== Work instructions ==
Rewrite the listing from its start through the line containing "782,440,1049,580", inclusive, swapping "Accepts" for "Takes" and leaving everything else unchanged.

== Provided information ==
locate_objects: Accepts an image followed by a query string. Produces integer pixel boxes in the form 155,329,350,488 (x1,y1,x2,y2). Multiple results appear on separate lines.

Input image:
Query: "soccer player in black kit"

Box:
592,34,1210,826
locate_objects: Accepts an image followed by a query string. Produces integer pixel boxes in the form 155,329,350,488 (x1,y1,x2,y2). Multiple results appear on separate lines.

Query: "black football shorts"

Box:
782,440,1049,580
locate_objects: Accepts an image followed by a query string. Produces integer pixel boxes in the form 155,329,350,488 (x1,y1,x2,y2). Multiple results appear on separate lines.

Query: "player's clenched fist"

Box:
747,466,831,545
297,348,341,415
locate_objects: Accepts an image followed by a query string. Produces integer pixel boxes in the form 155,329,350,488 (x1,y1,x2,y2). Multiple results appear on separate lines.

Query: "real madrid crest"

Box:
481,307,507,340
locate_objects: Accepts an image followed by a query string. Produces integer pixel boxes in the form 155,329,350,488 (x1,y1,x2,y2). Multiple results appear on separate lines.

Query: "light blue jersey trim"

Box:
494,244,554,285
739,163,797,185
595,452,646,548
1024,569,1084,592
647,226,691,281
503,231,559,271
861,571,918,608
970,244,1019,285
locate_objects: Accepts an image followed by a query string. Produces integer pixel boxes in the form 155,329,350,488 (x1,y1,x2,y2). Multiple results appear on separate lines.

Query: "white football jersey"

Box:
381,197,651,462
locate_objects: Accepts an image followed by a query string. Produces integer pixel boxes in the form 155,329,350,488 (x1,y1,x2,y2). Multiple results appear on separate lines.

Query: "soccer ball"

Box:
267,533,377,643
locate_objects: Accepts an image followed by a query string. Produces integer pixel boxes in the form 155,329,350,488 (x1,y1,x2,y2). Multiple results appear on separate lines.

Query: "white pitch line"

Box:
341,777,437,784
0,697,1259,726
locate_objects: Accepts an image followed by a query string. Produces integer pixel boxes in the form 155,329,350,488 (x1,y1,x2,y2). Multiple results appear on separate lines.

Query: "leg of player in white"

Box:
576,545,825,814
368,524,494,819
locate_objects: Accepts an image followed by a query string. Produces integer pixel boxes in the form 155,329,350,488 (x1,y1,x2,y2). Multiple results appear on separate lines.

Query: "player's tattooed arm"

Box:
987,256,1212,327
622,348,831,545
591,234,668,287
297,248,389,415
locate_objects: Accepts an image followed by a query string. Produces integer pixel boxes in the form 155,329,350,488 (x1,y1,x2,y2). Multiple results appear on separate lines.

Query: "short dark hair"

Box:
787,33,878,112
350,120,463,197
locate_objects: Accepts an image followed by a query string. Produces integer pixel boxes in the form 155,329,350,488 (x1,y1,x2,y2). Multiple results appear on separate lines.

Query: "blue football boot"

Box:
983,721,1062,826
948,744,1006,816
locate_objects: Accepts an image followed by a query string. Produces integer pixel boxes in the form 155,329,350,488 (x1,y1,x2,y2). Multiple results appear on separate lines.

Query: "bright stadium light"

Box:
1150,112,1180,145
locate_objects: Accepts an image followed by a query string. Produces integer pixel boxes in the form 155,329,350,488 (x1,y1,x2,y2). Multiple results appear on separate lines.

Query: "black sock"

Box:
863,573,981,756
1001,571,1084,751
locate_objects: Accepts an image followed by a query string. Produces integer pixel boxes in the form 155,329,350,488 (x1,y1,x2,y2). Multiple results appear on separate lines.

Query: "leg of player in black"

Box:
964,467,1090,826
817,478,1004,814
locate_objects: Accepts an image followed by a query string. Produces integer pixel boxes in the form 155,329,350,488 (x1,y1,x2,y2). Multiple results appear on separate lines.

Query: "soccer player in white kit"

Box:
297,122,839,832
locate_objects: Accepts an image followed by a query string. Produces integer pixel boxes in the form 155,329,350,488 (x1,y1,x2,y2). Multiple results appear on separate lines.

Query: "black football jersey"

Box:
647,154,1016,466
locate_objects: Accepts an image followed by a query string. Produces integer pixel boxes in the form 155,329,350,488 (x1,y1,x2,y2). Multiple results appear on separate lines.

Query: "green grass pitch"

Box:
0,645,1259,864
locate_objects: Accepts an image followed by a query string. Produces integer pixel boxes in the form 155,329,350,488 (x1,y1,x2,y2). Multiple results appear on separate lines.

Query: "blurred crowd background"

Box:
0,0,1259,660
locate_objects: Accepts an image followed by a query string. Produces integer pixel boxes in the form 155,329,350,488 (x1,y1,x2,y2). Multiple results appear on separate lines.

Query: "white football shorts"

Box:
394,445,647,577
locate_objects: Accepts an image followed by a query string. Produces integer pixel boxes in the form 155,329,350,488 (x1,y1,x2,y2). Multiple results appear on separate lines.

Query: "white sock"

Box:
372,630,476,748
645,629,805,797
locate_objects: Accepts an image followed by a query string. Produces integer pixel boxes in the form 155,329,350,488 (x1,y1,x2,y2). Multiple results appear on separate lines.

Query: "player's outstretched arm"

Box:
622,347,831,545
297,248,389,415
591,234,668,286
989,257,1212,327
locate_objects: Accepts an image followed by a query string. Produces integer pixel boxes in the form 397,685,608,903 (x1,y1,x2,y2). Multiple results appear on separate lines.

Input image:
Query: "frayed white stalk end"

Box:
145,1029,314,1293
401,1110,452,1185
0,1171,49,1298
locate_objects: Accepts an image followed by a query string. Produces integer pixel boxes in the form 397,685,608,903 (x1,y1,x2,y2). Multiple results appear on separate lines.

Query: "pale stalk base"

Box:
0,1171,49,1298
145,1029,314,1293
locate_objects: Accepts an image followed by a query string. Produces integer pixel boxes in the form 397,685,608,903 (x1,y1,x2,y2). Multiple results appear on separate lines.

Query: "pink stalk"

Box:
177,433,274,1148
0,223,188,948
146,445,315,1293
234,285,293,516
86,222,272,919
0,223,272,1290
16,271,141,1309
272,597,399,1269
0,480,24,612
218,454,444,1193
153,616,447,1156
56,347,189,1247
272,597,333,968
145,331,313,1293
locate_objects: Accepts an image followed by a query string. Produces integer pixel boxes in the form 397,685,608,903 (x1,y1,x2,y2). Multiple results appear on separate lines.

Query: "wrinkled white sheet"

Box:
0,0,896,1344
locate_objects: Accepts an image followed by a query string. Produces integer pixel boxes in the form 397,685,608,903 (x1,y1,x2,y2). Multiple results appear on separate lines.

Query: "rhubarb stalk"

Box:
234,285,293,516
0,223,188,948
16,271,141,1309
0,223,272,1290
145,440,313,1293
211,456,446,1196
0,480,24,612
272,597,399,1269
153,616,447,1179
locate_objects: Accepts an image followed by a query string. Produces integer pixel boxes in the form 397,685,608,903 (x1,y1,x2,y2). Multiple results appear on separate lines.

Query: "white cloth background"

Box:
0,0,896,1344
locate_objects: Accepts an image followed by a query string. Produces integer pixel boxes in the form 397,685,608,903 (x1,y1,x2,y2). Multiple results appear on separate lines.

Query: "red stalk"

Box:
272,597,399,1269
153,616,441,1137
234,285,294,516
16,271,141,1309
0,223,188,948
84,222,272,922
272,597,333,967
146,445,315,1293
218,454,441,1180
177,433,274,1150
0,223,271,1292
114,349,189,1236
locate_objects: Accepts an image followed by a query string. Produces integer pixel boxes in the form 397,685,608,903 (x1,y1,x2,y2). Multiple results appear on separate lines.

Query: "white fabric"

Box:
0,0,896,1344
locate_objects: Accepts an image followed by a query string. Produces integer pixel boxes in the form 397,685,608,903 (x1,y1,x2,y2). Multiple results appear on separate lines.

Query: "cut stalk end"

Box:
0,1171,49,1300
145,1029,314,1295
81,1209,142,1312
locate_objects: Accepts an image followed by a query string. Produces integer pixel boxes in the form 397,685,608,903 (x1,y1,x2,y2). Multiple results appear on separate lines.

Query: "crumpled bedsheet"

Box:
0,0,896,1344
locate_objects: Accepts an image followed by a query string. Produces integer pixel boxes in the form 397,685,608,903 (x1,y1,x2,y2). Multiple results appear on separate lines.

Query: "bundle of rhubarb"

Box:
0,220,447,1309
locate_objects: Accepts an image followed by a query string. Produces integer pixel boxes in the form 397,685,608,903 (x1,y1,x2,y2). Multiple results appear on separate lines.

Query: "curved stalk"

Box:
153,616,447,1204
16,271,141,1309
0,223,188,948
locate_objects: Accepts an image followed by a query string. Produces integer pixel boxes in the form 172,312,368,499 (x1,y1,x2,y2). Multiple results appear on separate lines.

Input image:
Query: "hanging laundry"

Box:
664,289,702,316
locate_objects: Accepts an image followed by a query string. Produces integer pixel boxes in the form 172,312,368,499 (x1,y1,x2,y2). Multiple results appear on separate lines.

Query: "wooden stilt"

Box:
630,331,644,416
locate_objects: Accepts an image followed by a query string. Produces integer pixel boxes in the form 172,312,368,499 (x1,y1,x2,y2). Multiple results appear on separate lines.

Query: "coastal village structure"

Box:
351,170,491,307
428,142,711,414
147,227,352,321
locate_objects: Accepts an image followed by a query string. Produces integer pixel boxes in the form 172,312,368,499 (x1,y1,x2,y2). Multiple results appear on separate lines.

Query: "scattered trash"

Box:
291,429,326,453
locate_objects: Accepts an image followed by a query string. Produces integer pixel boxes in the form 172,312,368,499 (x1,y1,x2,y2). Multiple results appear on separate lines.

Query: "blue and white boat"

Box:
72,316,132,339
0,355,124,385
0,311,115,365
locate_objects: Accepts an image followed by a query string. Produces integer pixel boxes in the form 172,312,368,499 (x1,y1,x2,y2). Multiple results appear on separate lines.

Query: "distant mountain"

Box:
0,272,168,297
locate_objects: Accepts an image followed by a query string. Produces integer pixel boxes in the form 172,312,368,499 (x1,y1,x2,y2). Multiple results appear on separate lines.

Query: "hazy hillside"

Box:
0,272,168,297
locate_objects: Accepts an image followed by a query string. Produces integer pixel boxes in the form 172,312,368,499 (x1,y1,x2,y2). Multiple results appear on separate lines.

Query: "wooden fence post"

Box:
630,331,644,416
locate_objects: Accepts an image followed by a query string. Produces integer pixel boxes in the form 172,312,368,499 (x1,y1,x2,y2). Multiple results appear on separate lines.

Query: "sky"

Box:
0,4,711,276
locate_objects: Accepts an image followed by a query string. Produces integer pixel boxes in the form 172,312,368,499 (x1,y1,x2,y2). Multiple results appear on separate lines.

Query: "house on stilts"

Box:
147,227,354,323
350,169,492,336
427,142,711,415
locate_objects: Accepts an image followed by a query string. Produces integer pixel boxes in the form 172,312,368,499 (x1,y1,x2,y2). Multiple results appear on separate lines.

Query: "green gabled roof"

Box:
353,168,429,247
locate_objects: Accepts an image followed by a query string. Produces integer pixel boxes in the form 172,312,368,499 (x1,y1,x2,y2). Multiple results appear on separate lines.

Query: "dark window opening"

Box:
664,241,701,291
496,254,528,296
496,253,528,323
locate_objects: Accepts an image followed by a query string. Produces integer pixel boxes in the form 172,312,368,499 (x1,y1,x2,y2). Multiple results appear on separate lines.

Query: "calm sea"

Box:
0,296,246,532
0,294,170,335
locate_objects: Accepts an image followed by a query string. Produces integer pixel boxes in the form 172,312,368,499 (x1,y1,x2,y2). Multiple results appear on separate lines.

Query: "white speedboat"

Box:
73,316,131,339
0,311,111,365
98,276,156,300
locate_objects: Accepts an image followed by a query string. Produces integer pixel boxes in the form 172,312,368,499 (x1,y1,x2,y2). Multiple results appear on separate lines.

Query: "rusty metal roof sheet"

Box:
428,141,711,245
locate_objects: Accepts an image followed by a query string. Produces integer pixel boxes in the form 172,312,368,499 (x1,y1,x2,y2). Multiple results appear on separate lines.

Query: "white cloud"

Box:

== Exercise result ==
locate_objects: Takes an image followed by a query string. Produces integer pixel boxes in the form 155,329,350,488 (x1,y1,x2,y2). Multiple results appear on separate lines.

Input image:
Query: "soccer player in black kit"

Box:
592,34,1210,826
locate_objects: Takes an image followed by a query string. Produces integer pixel boxes in the form 155,329,350,488 (x1,y1,x2,y2). Multiple results appear on separate lines.

Query: "black football shorts"

Box:
782,440,1049,580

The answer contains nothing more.